» **Source data**

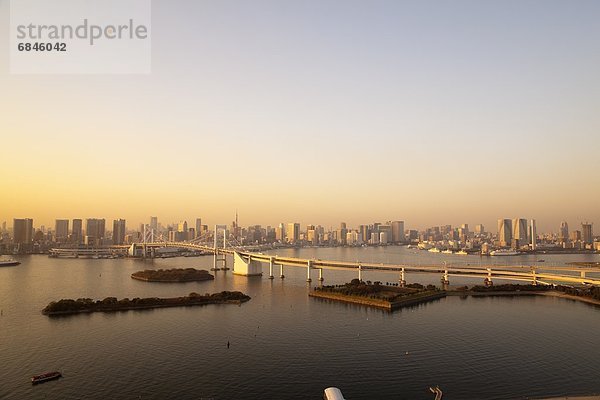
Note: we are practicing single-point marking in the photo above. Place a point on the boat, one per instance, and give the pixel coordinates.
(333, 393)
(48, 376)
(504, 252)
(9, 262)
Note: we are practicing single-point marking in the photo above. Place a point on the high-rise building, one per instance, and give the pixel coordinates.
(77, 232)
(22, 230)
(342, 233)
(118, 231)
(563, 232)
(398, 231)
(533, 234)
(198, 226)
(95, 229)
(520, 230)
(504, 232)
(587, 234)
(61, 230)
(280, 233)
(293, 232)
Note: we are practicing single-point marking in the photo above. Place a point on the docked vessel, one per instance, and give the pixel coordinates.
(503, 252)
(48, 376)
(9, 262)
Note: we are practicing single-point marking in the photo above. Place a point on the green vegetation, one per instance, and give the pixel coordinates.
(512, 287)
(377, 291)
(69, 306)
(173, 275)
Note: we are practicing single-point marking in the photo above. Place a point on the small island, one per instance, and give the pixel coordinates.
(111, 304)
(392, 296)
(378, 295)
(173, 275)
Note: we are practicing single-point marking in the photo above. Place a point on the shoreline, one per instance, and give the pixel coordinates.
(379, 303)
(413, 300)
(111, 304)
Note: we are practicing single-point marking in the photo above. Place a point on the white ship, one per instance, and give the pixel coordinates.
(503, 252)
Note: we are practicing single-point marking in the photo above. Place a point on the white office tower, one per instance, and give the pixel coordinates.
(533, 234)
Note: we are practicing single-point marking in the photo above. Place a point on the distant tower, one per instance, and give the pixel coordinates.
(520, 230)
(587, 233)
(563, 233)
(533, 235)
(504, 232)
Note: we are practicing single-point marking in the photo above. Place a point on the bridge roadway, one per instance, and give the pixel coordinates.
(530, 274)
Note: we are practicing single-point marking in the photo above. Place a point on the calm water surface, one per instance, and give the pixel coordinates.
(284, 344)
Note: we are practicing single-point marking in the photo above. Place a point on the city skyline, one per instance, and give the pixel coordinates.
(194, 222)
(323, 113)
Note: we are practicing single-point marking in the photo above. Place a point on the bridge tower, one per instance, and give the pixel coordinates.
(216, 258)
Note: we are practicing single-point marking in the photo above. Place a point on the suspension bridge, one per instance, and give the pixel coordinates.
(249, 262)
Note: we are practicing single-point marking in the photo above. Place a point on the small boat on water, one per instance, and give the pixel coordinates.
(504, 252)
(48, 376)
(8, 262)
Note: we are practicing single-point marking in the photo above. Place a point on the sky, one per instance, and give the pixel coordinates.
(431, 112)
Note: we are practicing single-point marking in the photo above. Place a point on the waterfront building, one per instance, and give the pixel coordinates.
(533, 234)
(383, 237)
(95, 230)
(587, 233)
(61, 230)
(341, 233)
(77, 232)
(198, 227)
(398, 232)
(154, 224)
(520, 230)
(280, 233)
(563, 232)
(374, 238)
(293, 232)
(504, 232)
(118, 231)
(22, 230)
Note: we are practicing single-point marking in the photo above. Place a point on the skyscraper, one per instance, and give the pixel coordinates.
---
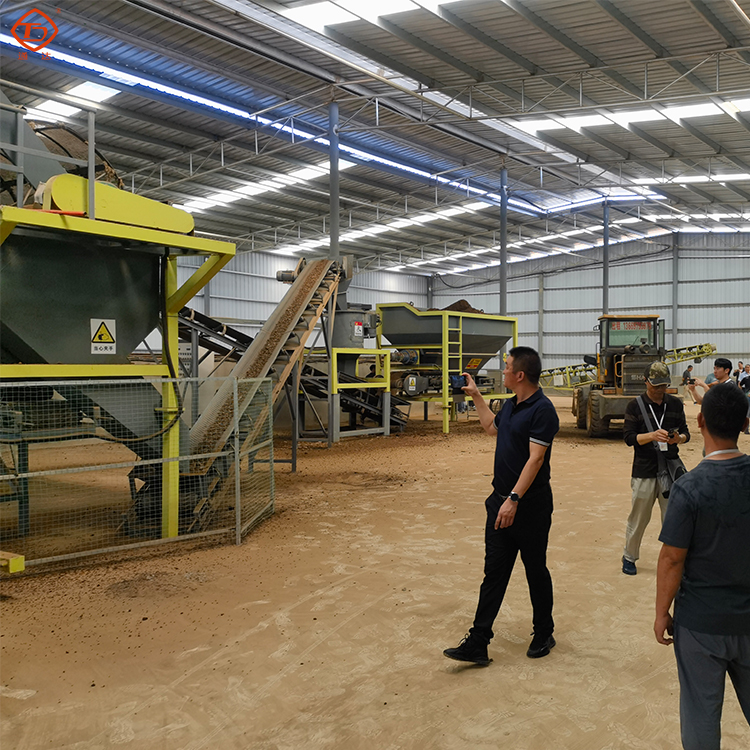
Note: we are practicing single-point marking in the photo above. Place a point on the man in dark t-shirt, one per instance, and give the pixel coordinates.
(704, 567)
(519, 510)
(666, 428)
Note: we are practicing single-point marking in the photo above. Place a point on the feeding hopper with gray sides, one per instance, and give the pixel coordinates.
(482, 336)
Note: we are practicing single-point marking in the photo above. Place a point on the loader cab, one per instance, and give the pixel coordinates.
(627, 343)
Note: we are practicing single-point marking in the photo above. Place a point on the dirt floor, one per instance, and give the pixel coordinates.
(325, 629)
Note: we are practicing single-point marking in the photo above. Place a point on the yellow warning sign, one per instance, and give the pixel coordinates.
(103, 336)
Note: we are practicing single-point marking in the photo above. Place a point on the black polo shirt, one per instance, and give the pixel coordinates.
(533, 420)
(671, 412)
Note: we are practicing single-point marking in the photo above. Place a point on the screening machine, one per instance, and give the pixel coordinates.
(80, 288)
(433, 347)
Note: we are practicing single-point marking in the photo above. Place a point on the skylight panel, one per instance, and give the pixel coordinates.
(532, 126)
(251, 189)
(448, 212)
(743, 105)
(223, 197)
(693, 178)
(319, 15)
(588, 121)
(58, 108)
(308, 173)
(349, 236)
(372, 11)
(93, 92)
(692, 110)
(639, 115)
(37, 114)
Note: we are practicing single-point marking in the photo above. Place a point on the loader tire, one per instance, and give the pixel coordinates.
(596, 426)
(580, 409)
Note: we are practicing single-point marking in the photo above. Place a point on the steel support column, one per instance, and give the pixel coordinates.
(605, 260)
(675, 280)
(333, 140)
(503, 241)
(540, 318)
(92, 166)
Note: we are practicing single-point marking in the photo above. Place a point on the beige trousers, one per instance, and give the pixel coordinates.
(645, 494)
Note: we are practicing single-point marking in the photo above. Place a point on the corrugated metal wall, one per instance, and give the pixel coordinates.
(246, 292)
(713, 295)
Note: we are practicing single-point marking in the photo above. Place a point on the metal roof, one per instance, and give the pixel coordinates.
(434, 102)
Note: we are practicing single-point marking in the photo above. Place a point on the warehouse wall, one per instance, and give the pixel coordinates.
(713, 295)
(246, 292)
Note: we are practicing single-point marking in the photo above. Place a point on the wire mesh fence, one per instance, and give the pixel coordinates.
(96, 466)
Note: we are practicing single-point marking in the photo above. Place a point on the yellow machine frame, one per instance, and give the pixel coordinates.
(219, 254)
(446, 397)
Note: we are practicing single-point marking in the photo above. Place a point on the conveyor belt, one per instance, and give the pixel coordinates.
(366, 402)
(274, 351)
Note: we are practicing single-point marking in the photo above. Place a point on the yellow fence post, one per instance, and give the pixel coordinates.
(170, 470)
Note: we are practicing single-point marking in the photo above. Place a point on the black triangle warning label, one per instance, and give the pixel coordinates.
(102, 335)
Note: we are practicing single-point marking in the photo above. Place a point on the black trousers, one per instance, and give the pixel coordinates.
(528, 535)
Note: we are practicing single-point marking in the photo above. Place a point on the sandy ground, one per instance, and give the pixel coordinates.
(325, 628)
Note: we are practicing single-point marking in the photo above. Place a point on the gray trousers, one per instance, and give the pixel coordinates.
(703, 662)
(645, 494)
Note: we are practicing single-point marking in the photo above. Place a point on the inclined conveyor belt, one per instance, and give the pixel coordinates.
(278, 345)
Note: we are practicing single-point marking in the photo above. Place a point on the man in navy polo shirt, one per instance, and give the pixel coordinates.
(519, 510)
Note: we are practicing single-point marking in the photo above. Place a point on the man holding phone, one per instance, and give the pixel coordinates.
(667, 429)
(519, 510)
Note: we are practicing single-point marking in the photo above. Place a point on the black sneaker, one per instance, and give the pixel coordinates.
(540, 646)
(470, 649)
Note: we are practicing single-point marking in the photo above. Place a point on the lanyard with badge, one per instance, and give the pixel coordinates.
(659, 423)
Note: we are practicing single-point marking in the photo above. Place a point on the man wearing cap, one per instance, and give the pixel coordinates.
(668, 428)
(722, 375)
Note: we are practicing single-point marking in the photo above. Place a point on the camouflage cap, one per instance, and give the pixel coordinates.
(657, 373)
* * *
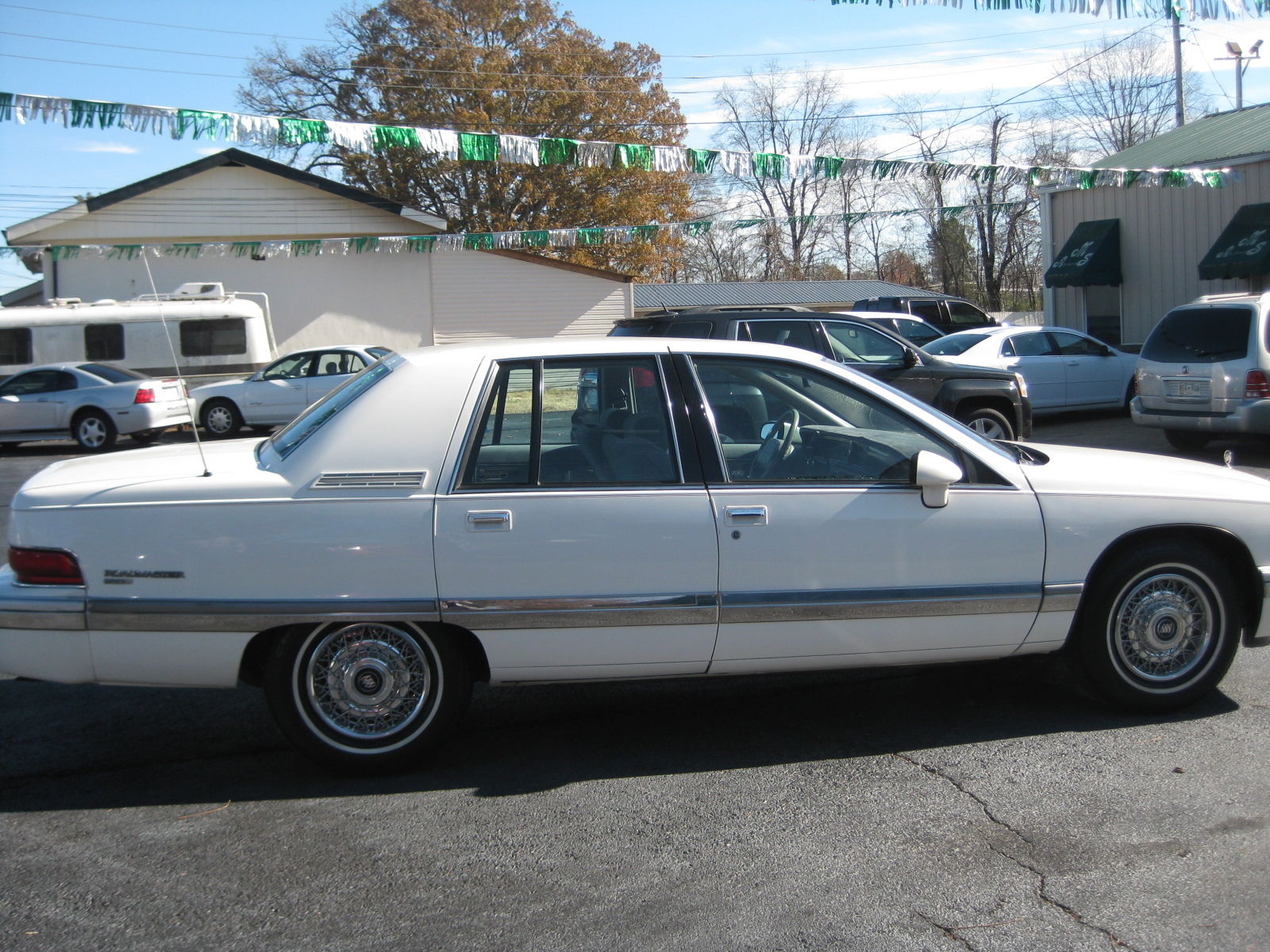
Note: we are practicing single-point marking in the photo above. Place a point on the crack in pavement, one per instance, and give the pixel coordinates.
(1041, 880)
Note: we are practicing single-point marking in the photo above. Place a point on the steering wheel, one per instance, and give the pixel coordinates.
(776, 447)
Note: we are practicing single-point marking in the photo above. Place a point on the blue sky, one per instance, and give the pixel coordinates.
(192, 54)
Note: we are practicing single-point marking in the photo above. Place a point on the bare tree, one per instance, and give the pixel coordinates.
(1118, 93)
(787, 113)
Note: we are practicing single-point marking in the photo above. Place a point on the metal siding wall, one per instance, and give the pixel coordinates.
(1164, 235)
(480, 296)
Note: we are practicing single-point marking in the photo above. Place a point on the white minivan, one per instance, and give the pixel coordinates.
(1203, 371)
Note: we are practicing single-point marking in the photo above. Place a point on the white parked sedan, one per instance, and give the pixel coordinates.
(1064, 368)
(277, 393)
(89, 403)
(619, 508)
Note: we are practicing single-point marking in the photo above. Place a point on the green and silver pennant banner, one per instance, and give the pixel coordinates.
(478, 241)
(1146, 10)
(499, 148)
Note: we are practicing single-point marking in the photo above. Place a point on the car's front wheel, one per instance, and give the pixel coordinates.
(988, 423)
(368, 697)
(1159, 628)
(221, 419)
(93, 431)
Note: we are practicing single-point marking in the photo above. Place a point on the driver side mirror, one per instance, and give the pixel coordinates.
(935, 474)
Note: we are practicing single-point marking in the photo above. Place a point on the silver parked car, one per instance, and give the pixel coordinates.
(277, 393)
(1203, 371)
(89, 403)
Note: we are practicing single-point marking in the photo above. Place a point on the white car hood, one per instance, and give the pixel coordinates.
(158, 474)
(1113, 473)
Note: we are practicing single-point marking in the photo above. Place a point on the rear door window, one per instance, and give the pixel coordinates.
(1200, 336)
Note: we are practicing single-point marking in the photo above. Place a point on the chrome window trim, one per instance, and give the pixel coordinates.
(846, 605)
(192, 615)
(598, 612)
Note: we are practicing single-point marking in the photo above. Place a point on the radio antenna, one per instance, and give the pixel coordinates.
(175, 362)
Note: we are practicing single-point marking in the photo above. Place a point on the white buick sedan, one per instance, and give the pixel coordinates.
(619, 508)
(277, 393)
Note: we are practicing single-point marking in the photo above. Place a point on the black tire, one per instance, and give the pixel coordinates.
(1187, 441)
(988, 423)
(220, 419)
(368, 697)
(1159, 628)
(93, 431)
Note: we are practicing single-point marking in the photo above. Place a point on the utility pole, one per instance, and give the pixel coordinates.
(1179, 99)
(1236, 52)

» **Instruction**
Pull out every line in the records above that contains the string "shirt" and copy each one in full. Treat uppercase and lowercase as different.

» **Output for this task**
Note: we are practicing single-point marking in the photo above. Place a point on the man in dark t-shirt, one per instance, and give the pixel coordinates.
Note: we are practicing single-point marking in the photo above. Place a point on the black polo shirt, one per instance, and give the pixel coordinates.
Note: we are practicing single-point marking in the photo above. Place a point on the man in navy polo shirt, one per instance, and give the pixel coordinates.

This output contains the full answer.